Stored data entries
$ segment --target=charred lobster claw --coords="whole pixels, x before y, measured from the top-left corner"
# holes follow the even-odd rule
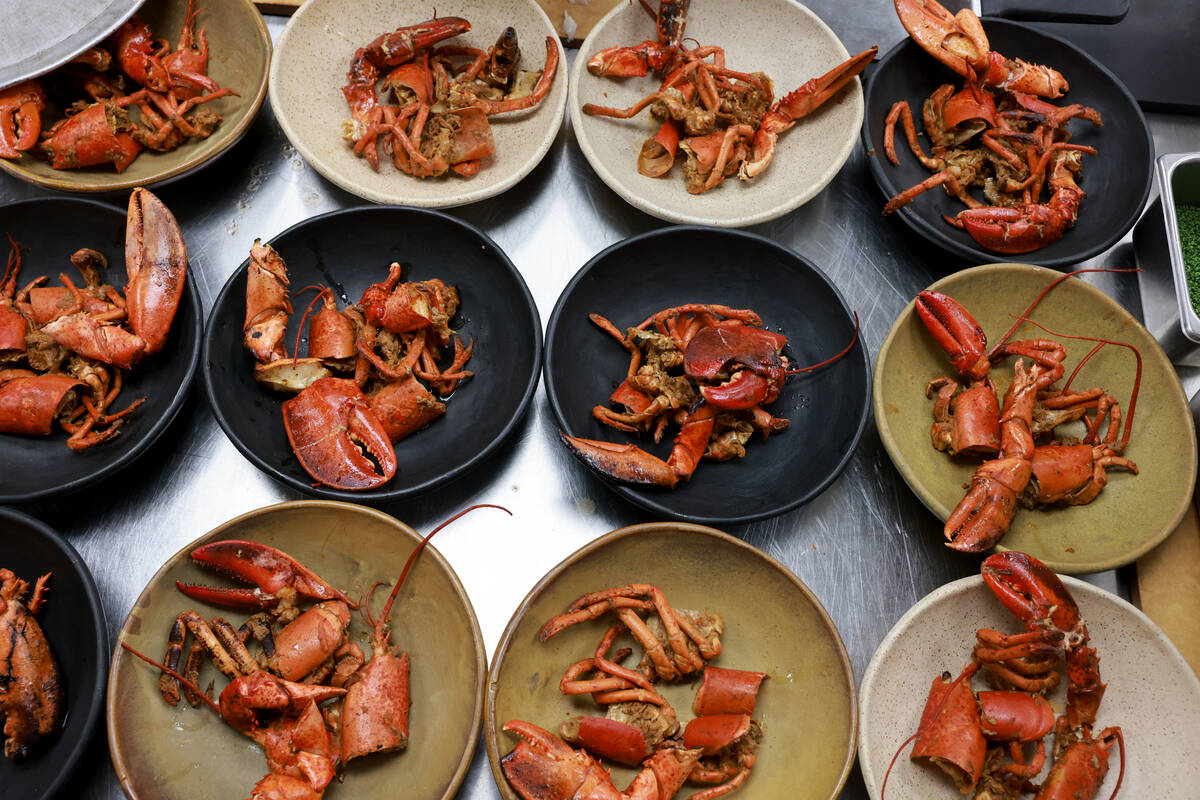
[[[733,371],[731,378],[718,386],[700,387],[700,393],[712,405],[724,409],[753,408],[769,403],[779,394],[787,377],[780,351],[787,337],[748,325],[721,325],[703,328],[688,342],[683,370],[697,380],[711,381],[731,365],[745,367]]]
[[[896,0],[896,14],[922,50],[964,78],[1040,97],[1058,97],[1069,88],[1057,70],[993,51],[969,8],[951,14],[936,0]]]
[[[201,545],[193,550],[191,555],[192,560],[202,567],[219,570],[257,587],[221,589],[175,582],[179,591],[196,600],[247,611],[261,611],[273,608],[279,603],[281,590],[292,589],[306,598],[341,600],[357,608],[350,598],[330,586],[308,567],[282,550],[261,542],[226,539]]]
[[[171,210],[142,188],[129,196],[125,224],[125,300],[129,327],[146,343],[143,355],[162,349],[183,296],[187,246]]]
[[[283,404],[301,466],[335,489],[373,489],[396,474],[396,451],[366,395],[345,378],[321,378]]]
[[[1015,551],[995,553],[983,560],[980,571],[996,598],[1026,626],[1062,631],[1068,645],[1086,639],[1075,599],[1041,561]]]
[[[509,785],[526,800],[576,797],[581,789],[587,789],[589,797],[662,800],[679,791],[700,756],[699,749],[660,748],[620,792],[594,758],[549,731],[522,720],[504,723],[504,730],[523,740],[500,759],[500,766]]]
[[[230,681],[221,692],[221,718],[237,731],[252,733],[264,727],[259,712],[299,716],[309,703],[323,703],[345,693],[337,686],[295,683],[266,671],[254,672]]]
[[[671,489],[679,482],[675,471],[663,461],[634,444],[616,444],[581,439],[559,432],[572,453],[590,467],[619,481]]]
[[[918,294],[914,305],[954,368],[973,380],[985,378],[991,369],[987,336],[971,312],[953,297],[933,291]]]
[[[37,144],[46,93],[37,81],[25,81],[0,92],[0,158],[20,158]]]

Task requirements: Give back all the data exactly, minus pictures.

Answer to this problem:
$ segment --target=charred lobster claw --coords="whole pixels, x before y, measured from the top-left corner"
# holes follow the even-odd rule
[[[733,371],[731,378],[718,386],[700,387],[700,393],[712,405],[724,409],[753,408],[769,403],[779,394],[787,377],[780,351],[787,337],[748,325],[721,325],[703,328],[688,342],[683,370],[697,380],[711,381],[731,365],[745,367]]]
[[[896,0],[896,14],[922,50],[964,78],[1040,97],[1058,97],[1069,88],[1057,70],[993,51],[969,8],[951,14],[936,0]]]
[[[201,545],[193,550],[191,555],[192,560],[202,567],[219,570],[257,587],[221,589],[175,582],[179,591],[196,600],[247,611],[261,611],[273,608],[279,603],[281,590],[292,589],[306,598],[341,600],[357,608],[350,598],[330,586],[308,567],[282,550],[261,542],[226,539]]]
[[[171,210],[142,188],[129,196],[125,224],[125,300],[129,327],[146,343],[143,355],[162,349],[183,296],[187,246]]]
[[[283,404],[301,466],[335,489],[373,489],[396,474],[396,451],[366,395],[345,378],[321,378]]]
[[[1015,551],[995,553],[983,560],[980,571],[996,598],[1026,626],[1062,631],[1068,645],[1086,639],[1075,599],[1041,561]]]
[[[509,785],[526,800],[576,797],[581,789],[587,789],[589,797],[662,800],[679,791],[700,756],[699,749],[660,748],[620,792],[594,758],[549,731],[522,720],[504,723],[504,730],[523,740],[500,759],[500,766]]]
[[[230,681],[221,692],[221,718],[237,731],[252,733],[264,727],[259,712],[299,716],[309,703],[323,703],[345,693],[337,686],[295,683],[266,671],[254,672]]]
[[[671,489],[679,482],[675,471],[663,461],[634,444],[616,444],[581,439],[559,432],[572,453],[590,467],[619,481]]]
[[[918,294],[914,305],[954,368],[973,380],[985,378],[991,369],[987,336],[971,312],[953,297],[933,291]]]
[[[37,144],[46,93],[37,81],[25,81],[0,92],[0,158],[20,158]]]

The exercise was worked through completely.